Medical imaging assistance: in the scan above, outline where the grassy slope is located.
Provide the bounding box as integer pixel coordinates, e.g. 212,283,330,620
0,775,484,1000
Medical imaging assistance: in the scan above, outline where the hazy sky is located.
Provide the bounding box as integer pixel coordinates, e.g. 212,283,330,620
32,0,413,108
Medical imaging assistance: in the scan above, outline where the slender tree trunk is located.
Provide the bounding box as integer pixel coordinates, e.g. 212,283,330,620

________

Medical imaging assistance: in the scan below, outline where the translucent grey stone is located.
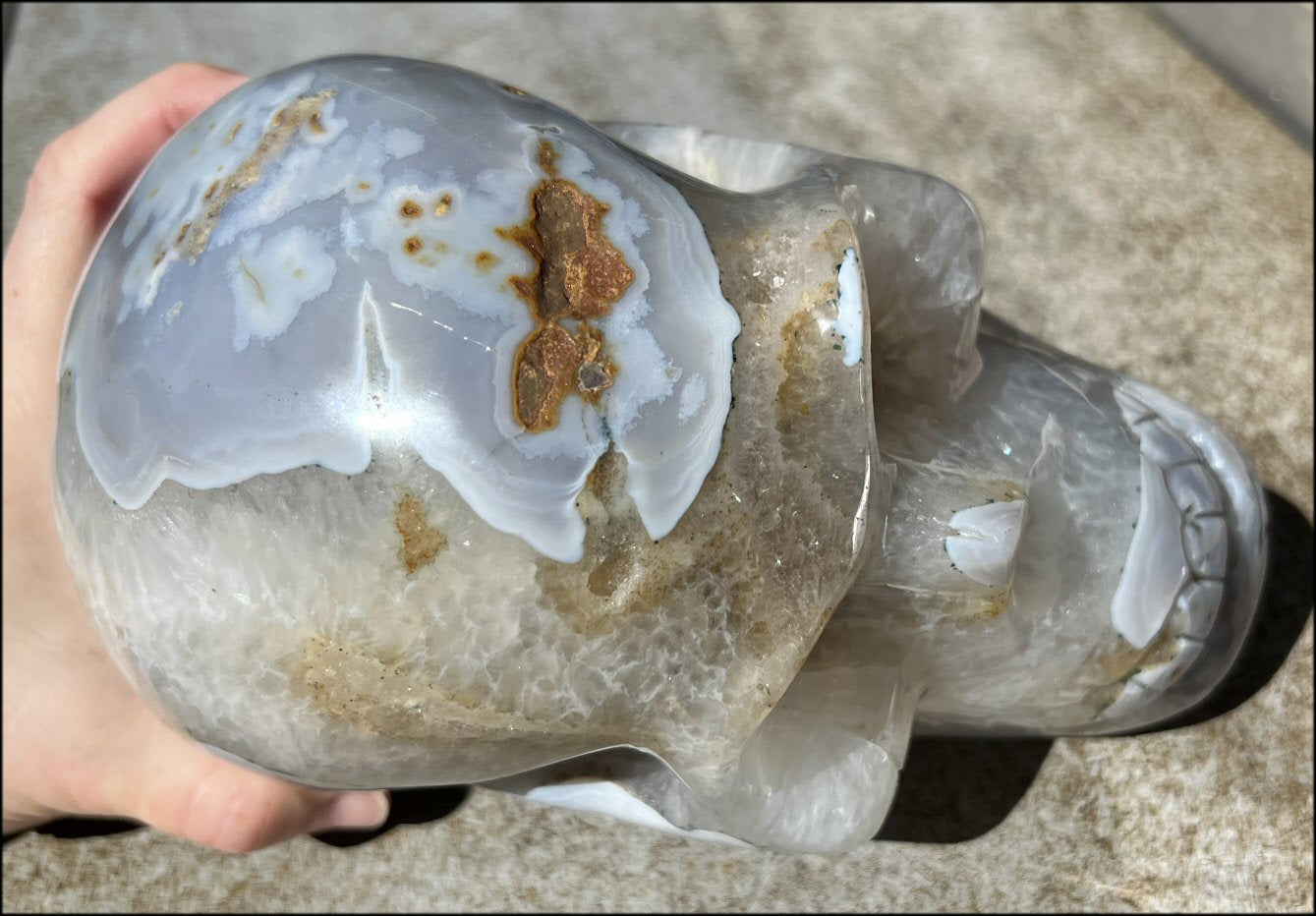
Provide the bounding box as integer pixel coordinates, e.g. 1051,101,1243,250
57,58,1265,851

________

Return the lines verbatim, starting with the one containing "Medical imaging assistance: in the scan below, outline" and ending with the one containing "57,58,1265,851", including both. Omit the pictures.

Medical imaging assistance: in the scan below, outline where the translucent grey stone is located.
Provide the bounding box as integer pixel coordinates, e.g. 1051,101,1243,250
57,58,1265,851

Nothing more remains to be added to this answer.